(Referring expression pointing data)
══════════════════════════════

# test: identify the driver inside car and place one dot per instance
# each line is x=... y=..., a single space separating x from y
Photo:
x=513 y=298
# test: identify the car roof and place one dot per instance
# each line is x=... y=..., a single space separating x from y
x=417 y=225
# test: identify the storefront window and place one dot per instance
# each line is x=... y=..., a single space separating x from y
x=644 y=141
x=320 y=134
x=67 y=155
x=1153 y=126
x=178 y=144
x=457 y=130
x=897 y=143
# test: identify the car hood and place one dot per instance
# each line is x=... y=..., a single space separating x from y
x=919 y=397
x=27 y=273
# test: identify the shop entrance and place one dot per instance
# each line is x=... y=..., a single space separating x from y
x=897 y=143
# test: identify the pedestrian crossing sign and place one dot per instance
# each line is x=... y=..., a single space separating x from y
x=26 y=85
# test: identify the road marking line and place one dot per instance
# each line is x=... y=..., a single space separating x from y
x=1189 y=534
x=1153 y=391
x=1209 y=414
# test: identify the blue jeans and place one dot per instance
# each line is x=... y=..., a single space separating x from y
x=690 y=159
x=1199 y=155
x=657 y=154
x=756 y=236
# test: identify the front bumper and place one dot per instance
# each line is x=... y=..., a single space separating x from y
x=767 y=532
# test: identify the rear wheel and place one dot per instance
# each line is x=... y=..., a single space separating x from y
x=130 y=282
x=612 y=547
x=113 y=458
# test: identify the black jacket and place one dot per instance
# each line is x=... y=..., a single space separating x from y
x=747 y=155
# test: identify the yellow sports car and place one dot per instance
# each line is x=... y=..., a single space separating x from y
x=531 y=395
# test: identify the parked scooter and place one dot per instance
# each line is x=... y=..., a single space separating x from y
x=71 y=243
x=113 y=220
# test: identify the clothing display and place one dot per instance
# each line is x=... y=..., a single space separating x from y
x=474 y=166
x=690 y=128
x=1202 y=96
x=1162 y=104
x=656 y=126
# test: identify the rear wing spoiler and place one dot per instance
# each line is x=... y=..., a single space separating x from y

══════════════════════════════

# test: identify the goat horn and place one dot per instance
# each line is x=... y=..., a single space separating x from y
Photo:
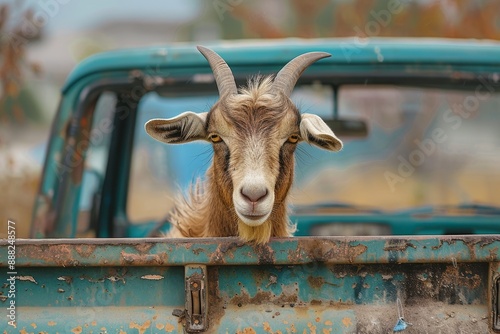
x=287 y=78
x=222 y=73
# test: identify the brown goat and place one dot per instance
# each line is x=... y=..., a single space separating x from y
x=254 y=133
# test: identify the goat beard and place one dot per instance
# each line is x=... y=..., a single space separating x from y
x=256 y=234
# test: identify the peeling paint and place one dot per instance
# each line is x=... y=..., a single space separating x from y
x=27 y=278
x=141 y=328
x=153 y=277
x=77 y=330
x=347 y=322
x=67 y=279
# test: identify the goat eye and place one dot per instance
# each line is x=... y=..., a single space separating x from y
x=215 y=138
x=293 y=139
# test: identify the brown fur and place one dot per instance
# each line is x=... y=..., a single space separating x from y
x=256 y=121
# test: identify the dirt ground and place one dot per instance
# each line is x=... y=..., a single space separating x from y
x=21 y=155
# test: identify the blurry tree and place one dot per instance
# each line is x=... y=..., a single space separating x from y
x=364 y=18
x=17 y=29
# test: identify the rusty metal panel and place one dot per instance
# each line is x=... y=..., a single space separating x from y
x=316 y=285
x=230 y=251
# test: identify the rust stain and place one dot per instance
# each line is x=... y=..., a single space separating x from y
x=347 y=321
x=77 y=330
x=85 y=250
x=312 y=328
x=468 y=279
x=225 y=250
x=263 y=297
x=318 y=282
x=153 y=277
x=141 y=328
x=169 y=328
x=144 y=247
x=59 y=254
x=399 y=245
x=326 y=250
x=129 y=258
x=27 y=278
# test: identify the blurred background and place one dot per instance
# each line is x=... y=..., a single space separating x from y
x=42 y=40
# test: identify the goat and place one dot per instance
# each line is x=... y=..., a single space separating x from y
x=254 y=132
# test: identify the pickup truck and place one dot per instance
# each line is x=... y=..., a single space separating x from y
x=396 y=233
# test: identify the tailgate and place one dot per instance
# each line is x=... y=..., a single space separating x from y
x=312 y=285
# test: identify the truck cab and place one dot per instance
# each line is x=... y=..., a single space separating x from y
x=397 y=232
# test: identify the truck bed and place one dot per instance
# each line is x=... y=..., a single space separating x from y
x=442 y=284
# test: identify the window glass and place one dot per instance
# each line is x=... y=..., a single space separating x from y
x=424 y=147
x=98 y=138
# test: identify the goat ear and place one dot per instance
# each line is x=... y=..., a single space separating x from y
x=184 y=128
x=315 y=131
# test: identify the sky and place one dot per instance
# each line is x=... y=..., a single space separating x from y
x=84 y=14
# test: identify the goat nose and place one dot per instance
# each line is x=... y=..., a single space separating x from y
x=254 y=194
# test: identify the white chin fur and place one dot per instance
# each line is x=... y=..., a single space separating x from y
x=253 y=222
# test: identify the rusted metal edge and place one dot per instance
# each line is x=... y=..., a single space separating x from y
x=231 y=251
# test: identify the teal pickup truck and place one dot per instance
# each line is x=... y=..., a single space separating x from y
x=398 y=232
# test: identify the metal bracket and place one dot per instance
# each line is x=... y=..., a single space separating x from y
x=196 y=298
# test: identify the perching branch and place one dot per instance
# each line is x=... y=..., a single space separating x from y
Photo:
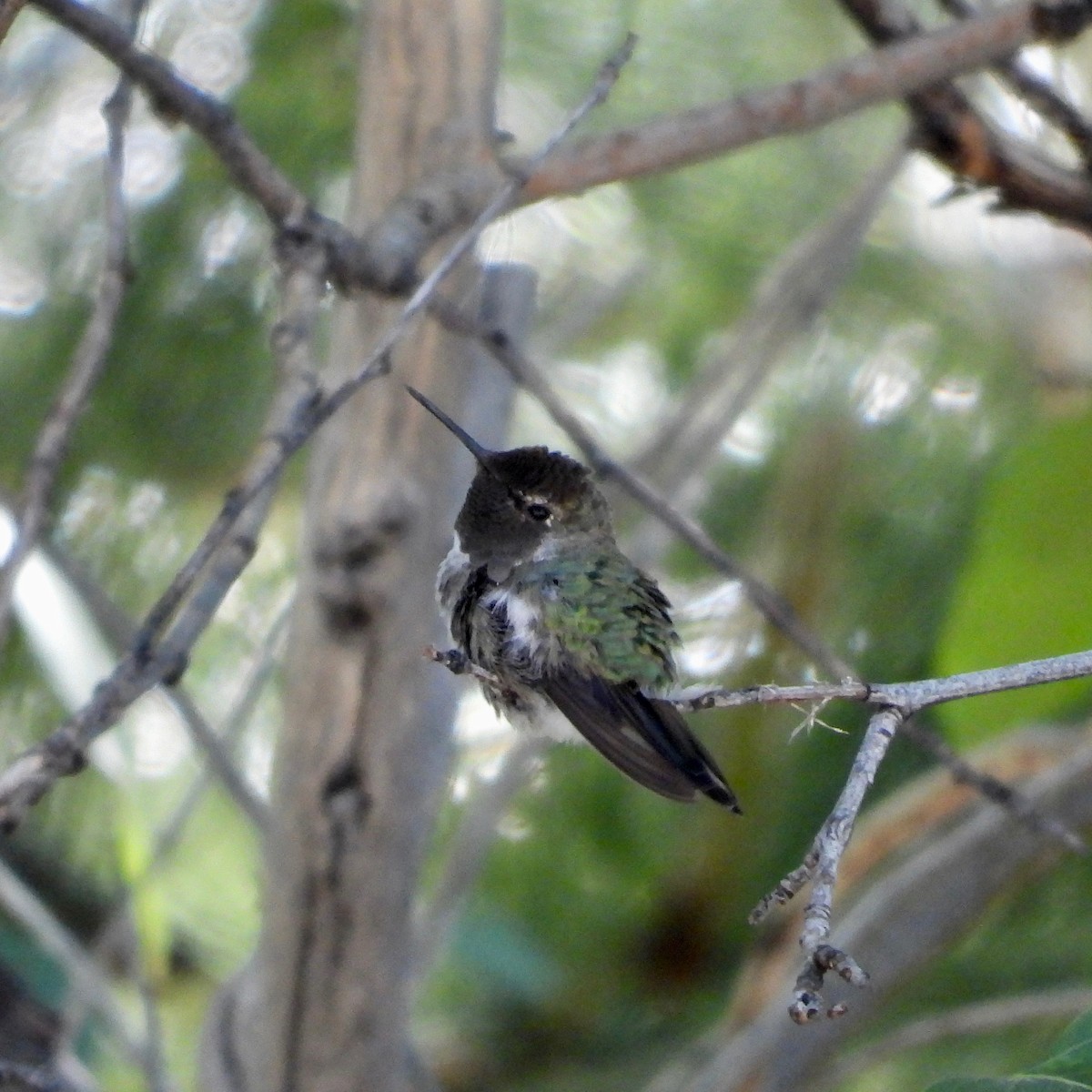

══════════════════════════════

▶ **EXERCISE BRIEF**
Retype the records above, but only those lines that fall between the line containing "# test: identify the rusty" and the line containing "# test: identify the blurred", with both of those lines included, exactly as written.

▶ **EXERCISE RESPONSE**
# test: identify the rusty metal panel and place one dot per instance
# each line is x=... y=..., a single space separating x from y
x=316 y=285
x=230 y=251
# test: identify the rust stain and place one dot per instance
# each line is x=... y=..., a single space separating x from y
x=347 y=321
x=77 y=330
x=85 y=250
x=312 y=328
x=468 y=279
x=225 y=250
x=263 y=297
x=318 y=282
x=153 y=277
x=141 y=328
x=169 y=328
x=144 y=247
x=59 y=254
x=399 y=245
x=326 y=250
x=129 y=258
x=27 y=278
# test: identify the blurred background and place one dot per instance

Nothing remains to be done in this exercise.